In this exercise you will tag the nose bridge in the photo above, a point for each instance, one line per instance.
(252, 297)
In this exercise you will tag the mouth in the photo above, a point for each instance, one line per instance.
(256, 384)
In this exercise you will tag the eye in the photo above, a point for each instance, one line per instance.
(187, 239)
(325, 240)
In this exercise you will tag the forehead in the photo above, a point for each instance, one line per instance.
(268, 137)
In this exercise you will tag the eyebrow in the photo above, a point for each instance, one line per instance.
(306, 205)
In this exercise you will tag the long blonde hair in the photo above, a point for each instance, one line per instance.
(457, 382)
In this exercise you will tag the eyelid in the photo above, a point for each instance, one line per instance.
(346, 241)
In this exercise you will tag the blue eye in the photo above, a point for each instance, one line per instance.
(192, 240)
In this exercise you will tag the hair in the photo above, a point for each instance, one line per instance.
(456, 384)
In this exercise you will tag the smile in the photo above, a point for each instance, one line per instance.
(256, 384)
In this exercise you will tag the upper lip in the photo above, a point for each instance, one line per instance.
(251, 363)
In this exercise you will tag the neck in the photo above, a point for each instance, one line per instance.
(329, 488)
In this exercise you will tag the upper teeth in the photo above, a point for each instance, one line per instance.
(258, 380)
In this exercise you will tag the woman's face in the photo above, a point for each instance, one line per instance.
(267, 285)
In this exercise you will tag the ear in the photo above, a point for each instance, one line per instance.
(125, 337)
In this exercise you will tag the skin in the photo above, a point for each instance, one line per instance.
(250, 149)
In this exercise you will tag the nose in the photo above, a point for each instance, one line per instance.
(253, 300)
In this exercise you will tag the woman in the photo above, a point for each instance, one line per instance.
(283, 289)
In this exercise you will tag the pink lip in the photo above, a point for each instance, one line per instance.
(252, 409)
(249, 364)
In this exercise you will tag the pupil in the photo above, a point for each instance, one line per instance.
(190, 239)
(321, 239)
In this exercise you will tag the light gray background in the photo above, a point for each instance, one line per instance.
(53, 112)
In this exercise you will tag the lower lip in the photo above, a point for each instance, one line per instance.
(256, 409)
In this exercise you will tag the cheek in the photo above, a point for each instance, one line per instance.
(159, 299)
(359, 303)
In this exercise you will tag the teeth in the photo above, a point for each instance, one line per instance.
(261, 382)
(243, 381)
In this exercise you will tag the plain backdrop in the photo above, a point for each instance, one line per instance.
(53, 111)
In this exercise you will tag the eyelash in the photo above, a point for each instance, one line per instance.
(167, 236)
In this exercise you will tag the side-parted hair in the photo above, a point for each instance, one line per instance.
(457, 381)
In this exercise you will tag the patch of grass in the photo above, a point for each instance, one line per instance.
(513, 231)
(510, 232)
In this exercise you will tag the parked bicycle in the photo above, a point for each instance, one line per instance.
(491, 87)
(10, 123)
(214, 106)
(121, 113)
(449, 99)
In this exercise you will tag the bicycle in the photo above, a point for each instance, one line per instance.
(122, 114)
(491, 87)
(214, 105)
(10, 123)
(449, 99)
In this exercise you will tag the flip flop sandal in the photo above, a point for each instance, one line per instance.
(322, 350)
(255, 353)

********

== What is required ==
The required output is the line holding "In this exercise you will tag the side-parted" plus every line after it in the data, reproduced exactly.

== Reply to the exercise ==
In this exercise you will tag the side-parted hair in the photo above, a point for each instance, one line per instance.
(457, 381)
In this exercise you will tag the patch of grass in the photo above, a point for each instance, one line per instance.
(513, 231)
(510, 232)
In this exercise you will tag the parked bicycle in the photo above, a point for each instance, one line per instance.
(491, 87)
(10, 123)
(214, 106)
(121, 113)
(449, 99)
In this exercise you will tag the bicycle in the photo above, a point for each instance, one line per instance.
(122, 114)
(491, 87)
(214, 105)
(10, 123)
(449, 99)
In this exercise you will tag the flip flop sandal in the photo above, a point for each instance, one line per instance.
(322, 350)
(255, 353)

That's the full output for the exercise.